■ RICHIESTA DATA 1: Estrai dal brano sullo spettacolo teatrale di Giorgio il passo che comincia con le parole "In una calda" e si ferma dopo "tenere la scena.", riportandolo senza modifiche.
■ RICHIESTA DATA 2: Scrivi il seguito del testo sulla nascita dello spettacolo teatrale ideato da Giorgio, ripartendo subito dopo la sua ultima frase.

■ BRANO FORNITO:
Questo racconto era stato pensato per il teatro e Giorgio avrebbe voluto occuparsi della regia e sarebbe stato proprio il suo debutto come regista. In questo lavoro sono affrontati diversi temi sui quali negli ultimi anni si ritrovava spesso a fare riflessioni, pensieri. Inoltre l’opera univa scrittura e musica, con 8 monologhi e 8 pezzi musicali, le due forme espressive che più lo coinvolgevano.
In una calda sera di maggio del 2013, stavamo assistendo a uno spettacolo teatrale in cui recitava Chiara Buratti, l’attrice che ora interpreta il ruolo della protagonista nello spettacolo teatrale. Da quel momento ha cominciato a prendere forma nella sua testa una storia che da subito aveva cominciato a visualizzare, raccontata su un palcoscenico, attraverso linguaggi diversi. Una storia con un unico personaggio costruito appositamente per Chiara e per la sua capacità di tenere la scena.
Giorgio era un entusiasta, ma era anche molto esigente: dava opportunità, ma, allo stesso tempo, non faceva sconti. Quindi, a mano a mano che scriveva i monologhi e le canzoni, provava il tutto con Chiara finché entrambi non erano soddisfatti dell’interpretazione. Quando è arrivato il momento di dare una veste alle musiche, ha pensato ad un’altra astigiana, Andrea Mirò, perché ha visto in lei una sensibilità artistica vicina alla sua, e i diversi linguaggi hanno cominciato quindi a dialogare tra loro. D’altronde, l’utilizzo di varie forme espressive è sempre stata una prerogativa di Giorgio.

■ INSIEME DI DATI:
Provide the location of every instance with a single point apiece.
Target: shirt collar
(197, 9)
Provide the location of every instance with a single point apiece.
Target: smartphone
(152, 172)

■ RISULTATO ESERCIZIO 1:
In una calda sera di maggio del 2013, stavamo assistendo a uno spettacolo teatrale in cui recitava Chiara Buratti, l’attrice che ora interpreta il ruolo della protagonista nello spettacolo teatrale. Da quel momento ha cominciato a prendere forma nella sua testa una storia che da subito aveva cominciato a visualizzare, raccontata su un palcoscenico, attraverso linguaggi diversi. Una storia con un unico personaggio costruito appositamente per Chiara e per la sua capacità di tenere la scena.

■ RISULTATO ESERCIZIO 2:
Non mi ha affidato nessuna missione perché ha sempre sperato di potersene occupare lui, una volta guarito. Semplicemente io ho portato a termine il lavoro da lui iniziato e al quale stava lavorando con grande entusiasmo. Io ho definito la struttura teatrale dello scritto, ho prodotto lo spettacolo, portando avanti gli arrangiamenti musicali e curando la scenografia. E poi mi è sembrato naturale che questo racconto dovesse trovare spazio anche tra le pagine di un libro, oggetto che Giorgio ha amato fin da bambino. E da qui la decisione con Elisabetta Sgarbi (presidente della Baldini & Castoldi, rilevata da La nave di Teseo) di pubblicare il testo originale di Giorgio, dal quale abbiamo tratto la versione teatrale.
Se dovessi in poche parole raccontare la passione di Giorgio per la scrittura, cosa ti verrebbe in mente?
Quest’anno fra pochi giorni cade il quindicesimo anniversario dall’uscita di Io uccido, libro di cui si è scritto e si è parlato tanto. Giorgio era sin da bambino un lettore vorace e in età adulta amava molto leggere gli scrittori americani, da Spillane ai contemporanei Connelly e Deaver. In un’intervista, disse: “Dopo aver letto tanto, ho scritto innanzitutto un libro che mi sarebbe piaciuto leggere”. Riassumerei con questa frase la sua passione per la scrittura.
C’è qualcosa che a Giorgio faceva male dell’atteggiamento dei colleghi della TV e del teatro o della critica nei confronti del suo nuovo ruolo di scrittore?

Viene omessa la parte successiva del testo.